— start Record excerpts —

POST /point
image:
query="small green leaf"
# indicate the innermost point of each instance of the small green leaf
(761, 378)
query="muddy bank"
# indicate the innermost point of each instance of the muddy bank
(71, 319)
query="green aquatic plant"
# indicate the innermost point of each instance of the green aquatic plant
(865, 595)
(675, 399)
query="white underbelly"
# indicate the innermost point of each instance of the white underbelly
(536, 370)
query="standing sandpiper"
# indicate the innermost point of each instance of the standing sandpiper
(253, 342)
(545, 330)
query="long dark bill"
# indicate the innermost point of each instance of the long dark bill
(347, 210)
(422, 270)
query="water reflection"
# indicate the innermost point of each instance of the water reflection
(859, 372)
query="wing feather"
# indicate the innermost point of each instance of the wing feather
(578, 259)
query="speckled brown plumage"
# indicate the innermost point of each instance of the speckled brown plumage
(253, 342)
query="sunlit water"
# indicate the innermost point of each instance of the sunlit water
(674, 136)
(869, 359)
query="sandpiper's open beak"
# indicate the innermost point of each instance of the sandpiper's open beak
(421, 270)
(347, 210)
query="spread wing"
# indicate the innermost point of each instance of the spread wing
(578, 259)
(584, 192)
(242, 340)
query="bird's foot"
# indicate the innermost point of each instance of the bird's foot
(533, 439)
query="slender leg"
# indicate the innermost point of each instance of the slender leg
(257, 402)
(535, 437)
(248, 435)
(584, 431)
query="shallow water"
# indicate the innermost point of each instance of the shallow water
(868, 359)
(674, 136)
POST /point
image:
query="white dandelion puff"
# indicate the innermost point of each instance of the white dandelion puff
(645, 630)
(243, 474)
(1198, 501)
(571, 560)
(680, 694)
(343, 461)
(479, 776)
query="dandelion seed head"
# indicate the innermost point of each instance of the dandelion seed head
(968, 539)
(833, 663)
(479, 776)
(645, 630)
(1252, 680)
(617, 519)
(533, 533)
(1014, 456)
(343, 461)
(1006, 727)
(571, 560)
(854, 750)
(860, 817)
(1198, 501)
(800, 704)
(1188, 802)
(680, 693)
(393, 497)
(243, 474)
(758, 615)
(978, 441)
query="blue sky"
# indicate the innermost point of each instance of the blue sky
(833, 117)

— end Record excerpts —

Exactly reproduce every line found in the records.

- Output -
POST /point
image:
query="small green leaf"
# indicate the innermost point of each instance of the small green leaf
(761, 378)
query="muddy bank"
# indicate the innermost point of each instance of the muddy bank
(71, 319)
query="green aquatic plant"
# indicate the innermost point of each instance of the green aquatic plant
(865, 595)
(675, 399)
query="white underbelly"
# indicate the innermost point of each instance of the white underbelly
(536, 370)
query="standing sandpiper"
# indicate the innermost point of each instance of the standing sandpiper
(253, 342)
(545, 330)
query="long dark bill"
# indicate the innermost point of each instance of the long dark bill
(347, 210)
(422, 270)
query="water reflection"
# indicate the innermost point of each instance of the water reflection
(859, 372)
query="wing feather"
# indicate the innermost point of each instance of the wing feather
(578, 259)
query="speckled brown plumage"
# indicate the innermost point of each instance of the speckled brown plumage
(253, 342)
query="sunlit water"
# indicate the innermost point of each instance of the sunlit water
(674, 136)
(869, 359)
query="sandpiper's open beak"
# indicate the innermost point of each instance of the sandpiper's open beak
(421, 270)
(347, 210)
query="spread wing"
# indicate the innermost point of each instance of the spread wing
(578, 259)
(584, 192)
(242, 340)
query="bird's foot"
# indicate the innermost point of each instance of the bird's foot
(533, 439)
query="slender leg"
# indicate the innermost point of each instance of the slender leg
(257, 402)
(535, 437)
(248, 435)
(584, 431)
query="shallow water"
# indicate the innermost point of each instance of the shallow water
(868, 359)
(674, 136)
POST /point
image:
query="white dandelion puff"
# indicate the innermost point of each instance of the white dandelion puff
(645, 630)
(243, 474)
(1198, 501)
(571, 560)
(680, 694)
(343, 461)
(479, 776)
query="dandelion seed head"
# indicate the innermost point of each instance of the dandelion seed head
(968, 539)
(833, 663)
(479, 776)
(645, 630)
(1252, 680)
(617, 519)
(533, 533)
(1014, 456)
(343, 461)
(1006, 727)
(571, 560)
(854, 750)
(860, 817)
(1198, 501)
(800, 704)
(1188, 802)
(680, 693)
(393, 497)
(243, 474)
(758, 615)
(978, 441)
query="blue sky"
# indicate the innermost point of each instance of the blue sky
(833, 117)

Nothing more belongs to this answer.